--- Records supplied ---
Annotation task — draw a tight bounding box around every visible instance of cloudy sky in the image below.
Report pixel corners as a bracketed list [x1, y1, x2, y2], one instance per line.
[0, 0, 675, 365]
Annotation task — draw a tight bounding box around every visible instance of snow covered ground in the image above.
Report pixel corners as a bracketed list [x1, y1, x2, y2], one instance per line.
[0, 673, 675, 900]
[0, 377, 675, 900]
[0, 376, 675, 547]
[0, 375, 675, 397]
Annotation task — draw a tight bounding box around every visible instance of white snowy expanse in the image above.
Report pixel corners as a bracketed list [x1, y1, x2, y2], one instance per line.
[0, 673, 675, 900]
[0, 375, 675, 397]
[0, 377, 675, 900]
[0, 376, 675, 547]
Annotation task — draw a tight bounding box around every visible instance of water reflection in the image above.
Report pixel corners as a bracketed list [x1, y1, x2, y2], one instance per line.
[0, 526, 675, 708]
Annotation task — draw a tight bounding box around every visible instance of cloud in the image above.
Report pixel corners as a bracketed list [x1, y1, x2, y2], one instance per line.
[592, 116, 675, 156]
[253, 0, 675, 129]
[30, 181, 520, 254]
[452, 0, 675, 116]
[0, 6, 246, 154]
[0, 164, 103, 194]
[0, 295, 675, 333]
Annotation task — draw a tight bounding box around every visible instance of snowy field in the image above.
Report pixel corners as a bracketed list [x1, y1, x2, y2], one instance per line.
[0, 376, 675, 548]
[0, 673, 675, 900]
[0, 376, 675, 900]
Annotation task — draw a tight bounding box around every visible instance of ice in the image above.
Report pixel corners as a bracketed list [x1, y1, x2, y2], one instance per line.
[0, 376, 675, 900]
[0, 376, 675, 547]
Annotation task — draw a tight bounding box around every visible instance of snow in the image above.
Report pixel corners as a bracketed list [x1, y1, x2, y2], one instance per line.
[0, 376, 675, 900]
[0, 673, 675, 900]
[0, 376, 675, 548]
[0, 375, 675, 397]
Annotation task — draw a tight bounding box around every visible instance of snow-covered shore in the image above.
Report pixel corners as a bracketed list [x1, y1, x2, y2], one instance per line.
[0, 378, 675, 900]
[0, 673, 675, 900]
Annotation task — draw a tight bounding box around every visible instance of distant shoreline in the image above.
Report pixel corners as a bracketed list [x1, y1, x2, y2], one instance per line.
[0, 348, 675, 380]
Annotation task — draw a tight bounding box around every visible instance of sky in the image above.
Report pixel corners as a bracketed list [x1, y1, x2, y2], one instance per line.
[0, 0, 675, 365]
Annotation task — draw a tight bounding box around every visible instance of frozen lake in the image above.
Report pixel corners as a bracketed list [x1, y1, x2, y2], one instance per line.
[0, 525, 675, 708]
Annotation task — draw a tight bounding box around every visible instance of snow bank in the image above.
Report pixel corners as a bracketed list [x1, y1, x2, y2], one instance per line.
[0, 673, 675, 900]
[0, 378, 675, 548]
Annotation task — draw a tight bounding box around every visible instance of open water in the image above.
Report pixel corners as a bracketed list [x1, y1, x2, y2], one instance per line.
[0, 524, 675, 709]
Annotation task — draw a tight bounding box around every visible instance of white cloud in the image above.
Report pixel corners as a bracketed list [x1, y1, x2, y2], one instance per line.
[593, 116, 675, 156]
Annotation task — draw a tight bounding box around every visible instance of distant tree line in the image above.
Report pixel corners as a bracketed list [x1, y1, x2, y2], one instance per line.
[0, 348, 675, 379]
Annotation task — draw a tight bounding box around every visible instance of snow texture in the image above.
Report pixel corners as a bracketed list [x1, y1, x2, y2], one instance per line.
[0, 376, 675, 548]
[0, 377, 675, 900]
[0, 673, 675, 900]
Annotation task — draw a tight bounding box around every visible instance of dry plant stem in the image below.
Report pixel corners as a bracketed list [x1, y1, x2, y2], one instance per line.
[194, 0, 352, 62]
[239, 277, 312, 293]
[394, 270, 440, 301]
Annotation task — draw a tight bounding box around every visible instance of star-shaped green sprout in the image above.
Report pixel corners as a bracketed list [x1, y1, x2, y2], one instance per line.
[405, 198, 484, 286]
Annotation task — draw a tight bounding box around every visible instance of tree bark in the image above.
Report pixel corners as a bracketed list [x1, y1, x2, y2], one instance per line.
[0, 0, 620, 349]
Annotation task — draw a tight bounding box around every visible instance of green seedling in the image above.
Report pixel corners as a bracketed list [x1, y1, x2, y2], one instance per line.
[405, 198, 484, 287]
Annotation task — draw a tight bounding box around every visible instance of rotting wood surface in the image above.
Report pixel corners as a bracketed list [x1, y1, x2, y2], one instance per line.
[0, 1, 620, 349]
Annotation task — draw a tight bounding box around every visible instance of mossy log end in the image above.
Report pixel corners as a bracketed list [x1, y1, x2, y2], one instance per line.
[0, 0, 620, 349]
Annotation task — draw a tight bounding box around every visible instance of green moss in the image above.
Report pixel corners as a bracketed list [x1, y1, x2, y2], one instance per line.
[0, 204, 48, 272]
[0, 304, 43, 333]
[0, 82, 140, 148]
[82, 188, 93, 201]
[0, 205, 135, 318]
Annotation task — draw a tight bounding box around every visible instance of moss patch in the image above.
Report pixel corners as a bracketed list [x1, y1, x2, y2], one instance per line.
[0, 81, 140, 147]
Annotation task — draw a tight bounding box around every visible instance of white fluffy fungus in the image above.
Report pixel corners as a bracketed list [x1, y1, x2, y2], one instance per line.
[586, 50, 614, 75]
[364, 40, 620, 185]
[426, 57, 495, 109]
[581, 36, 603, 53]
---
[Description of the task]:
Reproduce the entire listing above verbatim, line for line, from start to end.

[Problem solution]:
Annotation task — draw a tight bounding box around every visible instance of cloudy sky in the image below.
Report pixel corners as a bracketed list [x1, y1, x2, y2], one instance per line.
[0, 0, 675, 365]
Annotation task — draw a tight bounding box around every visible instance of snow covered ground in the image above.
Report pixel corners as a bracketed list [x1, y1, x2, y2], one instance per line.
[0, 673, 675, 900]
[0, 377, 675, 900]
[0, 376, 675, 547]
[0, 375, 675, 397]
Annotation task — draw a tight bounding box around every visible instance of white snowy expanse in the image above.
Report pixel corners as a bracketed list [x1, y1, x2, y2], one instance per line.
[0, 673, 675, 900]
[0, 375, 675, 397]
[0, 377, 675, 900]
[0, 376, 675, 547]
Annotation task — draw a tight bounding box around every visible instance of water reflection in the image above.
Report pixel corners as a bracketed list [x1, y1, x2, y2], one instance per line.
[0, 526, 675, 708]
Annotation task — draw a tight bounding box around every visible instance of cloud in the image above.
Report pixel corners as a bracketed list [x1, y1, x2, y2], one instance per line.
[592, 116, 675, 156]
[253, 0, 675, 129]
[30, 181, 520, 254]
[452, 0, 675, 116]
[0, 6, 246, 154]
[0, 164, 103, 194]
[0, 295, 675, 333]
Annotation task — draw a tight bounding box around every visible instance of snowy field in the image above.
Report pixel corners as a bracketed list [x1, y1, x2, y2], one instance per line.
[0, 376, 675, 548]
[0, 673, 675, 900]
[0, 376, 675, 900]
Annotation task — draw a tight bounding box around every visible instance of ice in the image above.
Report pixel corners as a bracketed list [x1, y1, x2, y2], one instance per line.
[0, 376, 675, 900]
[0, 376, 675, 547]
Annotation task — draw a tight bounding box around every visible instance of snow in the image above.
Report pixel corners as a bracketed list [x1, y1, x2, y2], one instance per line.
[0, 376, 675, 900]
[0, 673, 675, 900]
[0, 376, 675, 548]
[0, 375, 675, 397]
Annotation task — draw a tight bounding box around every visible instance of snow-covered shore in the image above.
Report pixel corners as a bracketed list [x1, y1, x2, y2], one instance per line.
[0, 378, 675, 900]
[0, 673, 675, 900]
Annotation task — draw a tight bounding box around every visible instance of distant shoreline in the image above.
Report pixel corners as a bracketed list [x1, y1, x2, y2], one instance per line.
[0, 348, 675, 380]
Annotation task — draw a tight bounding box around every visible instance of sky in the image above.
Report pixel corners as a bracketed list [x1, y1, x2, y2], one instance per line.
[0, 0, 675, 365]
Annotation task — draw a tight bounding box around every visible instance of frozen lake in the image above.
Report pixel corners as a bracketed list [x1, y1, x2, y2], one instance per line.
[0, 525, 675, 708]
Annotation task — draw a tight bounding box around every visible instance of snow bank in the image above.
Report pixel corners as a bracketed list [x1, y1, x2, y2], one instance per line.
[0, 673, 675, 900]
[0, 378, 675, 548]
Annotation task — draw a tight bounding box around every visible instance of open water in the image above.
Report pixel corners as a bracketed list [x1, y1, x2, y2], one instance per line.
[0, 524, 675, 709]
Annotation task — draw a tight bounding box around every visible instance of white cloud in the image above.
Report pixel corners as a bracketed list [x1, y1, x2, y2], one instance per line.
[593, 116, 675, 156]
Annotation task — draw a tight bounding box around every visible instance of distant tree line in the image above.
Report pixel corners as a bracketed list [x1, y1, x2, y2], one instance per line.
[0, 348, 675, 379]
Annotation task — draw a tight bounding box around every visible instance of snow texture in the image above.
Report pixel corners as a bracketed list [x1, y1, x2, y2], one instance per line.
[0, 376, 675, 548]
[0, 377, 675, 900]
[0, 673, 675, 900]
Annotation task — draw a tight bounding box around every visible instance of dry plant stem in the image below.
Report pixel corners as a bracketed list [x1, y1, x2, y2], one instance per line.
[194, 0, 352, 62]
[239, 277, 312, 293]
[394, 270, 440, 301]
Annotation task — draw a tight bounding box around every visible instance of star-shaped green sprout in the image above.
Report pixel corners as a bracketed list [x1, y1, x2, y2], one instance per line.
[405, 198, 484, 286]
Annotation task — draw a tight bounding box around every visible instance of tree bark in the image above.
Report pixel corners as a bracketed list [x1, y1, x2, y2], one instance per line.
[0, 0, 620, 349]
Annotation task — draw a tight bounding box around every visible instance of green seedling in the image above.
Report pixel corners as a bracketed list [x1, y1, x2, y2], one instance per line.
[405, 198, 484, 287]
Annotation task — draw a tight bounding box around every visible instance of rotting wood surface in the image above.
Report pixel corners as a bracketed list [x1, y1, x2, y2], one instance per line.
[0, 1, 620, 349]
Annotation task — draw a tight bounding box around every visible instance of mossy log end in the image above.
Report pixel corners as a bracketed list [x1, y1, x2, y2], one instance per line.
[0, 0, 620, 349]
Annotation task — draw a tight bounding box around every visible instance of green moss in the image above.
Report pixel corners as a bracketed list [x1, y1, x2, y2], one instance per line.
[0, 204, 48, 272]
[0, 304, 43, 333]
[0, 82, 140, 148]
[82, 188, 93, 201]
[0, 205, 135, 318]
Annotation task — draw a tight bounding box around every visible instance of moss patch in the image above.
Report pixel corners as a bracketed list [x1, y1, x2, y2], one instance per line.
[0, 81, 140, 147]
Annotation task — draw a tight bounding box around every visible instance of white fluffy fungus in the image above.
Report pixel corners as a bracketed list [x1, y1, x2, y2], one instance per line.
[586, 50, 614, 75]
[364, 40, 620, 185]
[426, 57, 495, 109]
[581, 36, 603, 53]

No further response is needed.